> _Assignment_: Please return the data that follows precisely as written, but without the images.

> _Data for analysis_:
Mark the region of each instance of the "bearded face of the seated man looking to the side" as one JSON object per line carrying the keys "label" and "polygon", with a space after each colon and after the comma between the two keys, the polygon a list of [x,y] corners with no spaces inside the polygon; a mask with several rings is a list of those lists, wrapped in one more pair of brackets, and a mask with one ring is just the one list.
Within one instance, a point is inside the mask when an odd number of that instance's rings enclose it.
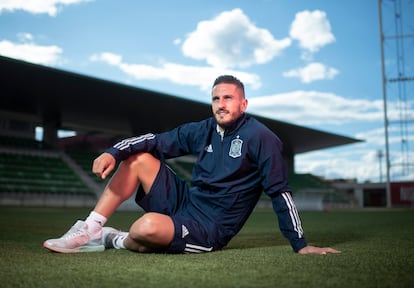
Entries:
{"label": "bearded face of the seated man looking to the side", "polygon": [[221,83],[214,86],[211,99],[214,118],[223,130],[247,108],[247,99],[234,84]]}

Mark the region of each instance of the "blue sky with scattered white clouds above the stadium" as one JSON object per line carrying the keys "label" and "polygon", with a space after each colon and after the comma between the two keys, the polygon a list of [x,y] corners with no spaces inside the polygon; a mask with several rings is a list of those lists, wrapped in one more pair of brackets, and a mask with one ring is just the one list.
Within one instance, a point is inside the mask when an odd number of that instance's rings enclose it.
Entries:
{"label": "blue sky with scattered white clouds above the stadium", "polygon": [[[412,6],[403,11],[412,15]],[[394,33],[389,19],[385,34]],[[413,34],[414,19],[406,22]],[[405,45],[413,51],[414,40]],[[0,55],[206,103],[215,77],[230,73],[245,83],[248,112],[364,140],[295,157],[297,172],[326,178],[380,178],[380,48],[376,0],[0,0]],[[413,55],[405,57],[413,76]],[[406,85],[413,163],[414,87]],[[397,121],[398,99],[388,97]],[[392,163],[400,162],[401,139],[390,127]],[[414,179],[414,167],[395,167],[393,180]]]}

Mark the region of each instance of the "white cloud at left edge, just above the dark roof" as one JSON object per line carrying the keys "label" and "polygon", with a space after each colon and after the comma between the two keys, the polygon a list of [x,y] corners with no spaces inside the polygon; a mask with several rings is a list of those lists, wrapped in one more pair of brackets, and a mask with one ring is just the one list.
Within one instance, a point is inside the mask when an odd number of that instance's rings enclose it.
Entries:
{"label": "white cloud at left edge, just above the dark roof", "polygon": [[33,36],[29,33],[21,33],[19,38],[26,40],[25,43],[13,43],[8,40],[0,41],[0,55],[50,66],[62,62],[62,48],[56,45],[38,45],[31,41]]}

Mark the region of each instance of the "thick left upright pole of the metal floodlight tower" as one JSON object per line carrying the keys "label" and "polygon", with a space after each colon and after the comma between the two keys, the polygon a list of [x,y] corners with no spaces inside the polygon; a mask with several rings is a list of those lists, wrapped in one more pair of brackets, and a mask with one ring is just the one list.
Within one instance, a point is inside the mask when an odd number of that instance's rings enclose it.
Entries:
{"label": "thick left upright pole of the metal floodlight tower", "polygon": [[384,107],[384,134],[385,134],[385,169],[386,169],[386,201],[387,207],[392,207],[391,203],[391,181],[390,181],[390,148],[388,139],[388,111],[387,111],[387,78],[385,75],[384,59],[384,31],[382,28],[382,0],[378,0],[378,14],[380,27],[380,46],[381,46],[381,72],[382,72],[382,98]]}

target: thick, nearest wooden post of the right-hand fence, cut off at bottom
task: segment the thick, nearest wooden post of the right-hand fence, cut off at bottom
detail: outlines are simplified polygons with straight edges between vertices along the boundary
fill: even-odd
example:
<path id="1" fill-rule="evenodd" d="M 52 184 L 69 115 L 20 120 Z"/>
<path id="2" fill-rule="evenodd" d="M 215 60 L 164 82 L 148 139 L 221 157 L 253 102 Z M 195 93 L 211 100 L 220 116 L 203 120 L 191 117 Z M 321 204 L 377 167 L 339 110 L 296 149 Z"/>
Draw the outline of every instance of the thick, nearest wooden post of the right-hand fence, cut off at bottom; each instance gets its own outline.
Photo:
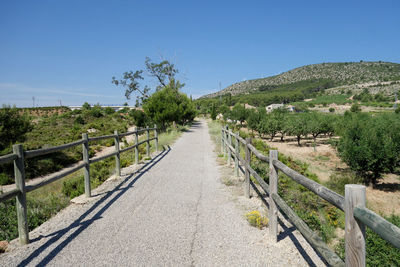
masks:
<path id="1" fill-rule="evenodd" d="M 354 218 L 354 207 L 365 207 L 365 186 L 347 184 L 344 194 L 346 266 L 365 266 L 365 225 Z"/>

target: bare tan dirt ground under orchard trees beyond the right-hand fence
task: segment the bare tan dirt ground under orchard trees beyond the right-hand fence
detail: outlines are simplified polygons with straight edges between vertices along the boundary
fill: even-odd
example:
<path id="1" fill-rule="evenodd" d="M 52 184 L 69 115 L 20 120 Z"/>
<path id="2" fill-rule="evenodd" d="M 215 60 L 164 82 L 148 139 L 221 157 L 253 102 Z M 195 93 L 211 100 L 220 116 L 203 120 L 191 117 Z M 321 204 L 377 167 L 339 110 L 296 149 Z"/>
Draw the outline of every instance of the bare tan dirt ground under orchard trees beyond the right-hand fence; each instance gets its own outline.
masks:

> _Reply_:
Mark the region of each instance of the "bearded face of the seated man looking to the side" as one JSON object per line carrying the keys "label" and "polygon", with a space after each colon and after the comma between the two keys, the polygon a list of [x,y] corners with no spaces inside the polygon; a mask with several rings is a list of those lists, wrapped in one more pair of brackets, and a mask with one ring is just the one list.
Within one instance, a point is inside the mask when an odd number of that instance's rings enclose it.
Entries:
{"label": "bearded face of the seated man looking to the side", "polygon": [[221,83],[214,86],[211,99],[214,118],[223,130],[247,108],[247,99],[234,84]]}

Mark the region of each instance of the "blue sky with scattered white clouds above the stadium" as one JSON object per line carrying the keys "label" and "polygon", with a space after each colon and after the comma between the two keys, the polygon a list of [x,y] corners with no spaces inside the polygon; a mask with several rings is a list of those lists, wrapped in one more pair of brackets, and a mask with one ring is just the one list.
Within one instance, a point is inside the mask when an odd number of that instance's rings enclose it.
Entries:
{"label": "blue sky with scattered white clouds above the stadium", "polygon": [[[412,6],[403,11],[412,15]],[[394,33],[389,19],[385,34]],[[413,34],[414,19],[406,22]],[[405,45],[413,51],[414,40]],[[0,55],[206,103],[215,77],[230,73],[245,83],[248,112],[364,140],[295,157],[297,172],[326,178],[380,178],[380,48],[376,0],[0,0]],[[413,55],[405,57],[413,76]],[[406,85],[413,163],[414,87]],[[397,121],[398,99],[388,97]],[[392,163],[400,162],[401,139],[390,127]],[[414,179],[414,167],[395,167],[393,180]]]}

Mark the region of each instance of the "white cloud at left edge, just above the dark roof" as one JSON object per line carrying the keys "label" and "polygon", with a space after each colon and after the comma between the two keys, the polygon a list of [x,y] corners with no spaces inside the polygon; a mask with several rings is a list of those lists, wrapped in one more pair of brackets, and a mask with one ring is just the one list.
Within one instance, a point is inside the mask when an odd number of that instance's rings enclose it.
Entries:
{"label": "white cloud at left edge, just above the dark roof", "polygon": [[33,36],[29,33],[21,33],[19,38],[26,40],[25,43],[13,43],[8,40],[0,41],[0,55],[50,66],[62,62],[62,48],[56,45],[38,45],[31,41]]}

Mark the region of each instance of the "thick left upright pole of the metal floodlight tower" as one JSON object per line carrying the keys "label" and "polygon", with a space after each colon and after the comma between the two keys, the polygon a list of [x,y] corners with no spaces inside the polygon; a mask with several rings is a list of those lists, wrapped in one more pair of brackets, and a mask with one ring is just the one list.
Within one instance, a point is inside the mask when an odd number of that instance's rings enclose it.
Entries:
{"label": "thick left upright pole of the metal floodlight tower", "polygon": [[384,107],[384,134],[385,134],[385,169],[386,169],[386,201],[387,207],[392,207],[391,203],[391,181],[390,181],[390,148],[388,139],[388,111],[387,111],[387,78],[385,75],[384,59],[384,31],[382,28],[382,0],[378,0],[378,14],[380,27],[380,46],[381,46],[381,72],[382,72],[382,98]]}

target: thick, nearest wooden post of the right-hand fence, cut off at bottom
task: segment the thick, nearest wooden post of the right-hand fence, cut off at bottom
detail: outlines are simplified polygons with straight edges between vertices along the boundary
fill: even-odd
example:
<path id="1" fill-rule="evenodd" d="M 52 184 L 69 115 L 20 120 Z"/>
<path id="2" fill-rule="evenodd" d="M 215 60 L 164 82 L 148 139 L 221 157 L 253 102 Z M 195 93 L 211 100 L 220 116 L 203 120 L 191 117 Z M 321 204 L 377 167 L 339 110 L 296 149 Z"/>
Draw the outline of every instance of the thick, nearest wooden post of the right-hand fence, cut off at bottom; each instance gets its own outline.
Photo:
masks:
<path id="1" fill-rule="evenodd" d="M 354 218 L 354 207 L 365 207 L 365 186 L 347 184 L 344 194 L 346 266 L 365 266 L 365 225 Z"/>

target: bare tan dirt ground under orchard trees beyond the right-hand fence
task: segment the bare tan dirt ground under orchard trees beyond the right-hand fence
detail: outlines are simplified polygons with straight edges between vertices along the boundary
fill: even-odd
example:
<path id="1" fill-rule="evenodd" d="M 52 184 L 69 115 L 20 120 Z"/>
<path id="2" fill-rule="evenodd" d="M 215 60 L 164 82 L 148 139 L 221 157 L 253 102 Z M 195 93 L 211 100 L 220 116 L 203 120 L 191 117 Z M 321 204 L 377 167 L 339 110 L 296 149 Z"/>
Draw the outline of every instance of the bare tan dirt ground under orchard trees beyond the right-hand fence; each instance gets its own outline.
masks:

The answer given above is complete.